- [Given exercise]:
Swap "snowy tree bark" for "frosted tree bark" throughout the entries and write out their lines again with everything else unchanged. Leave the pictures out.

_____

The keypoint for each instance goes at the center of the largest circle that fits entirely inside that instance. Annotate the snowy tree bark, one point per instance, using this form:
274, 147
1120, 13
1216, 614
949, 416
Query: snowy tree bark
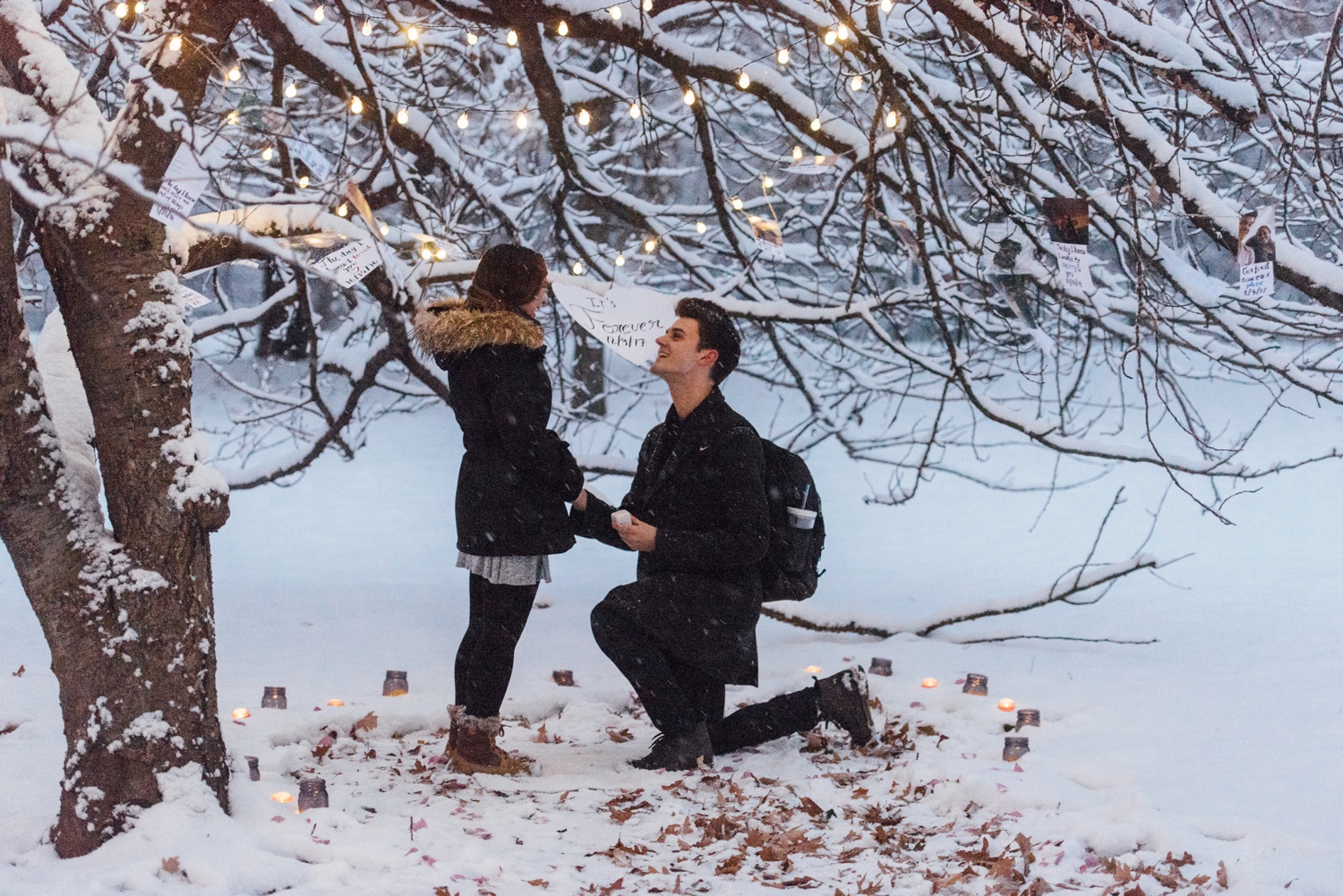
126, 610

_____

- [Task answer]:
The keypoint for each instance goes at the center of the largest circle that fits entirely inside that instance. Annotate the frosted tree bark, one point per instance, using this form:
274, 147
1120, 13
1216, 614
949, 416
Query: frosted tree bark
126, 610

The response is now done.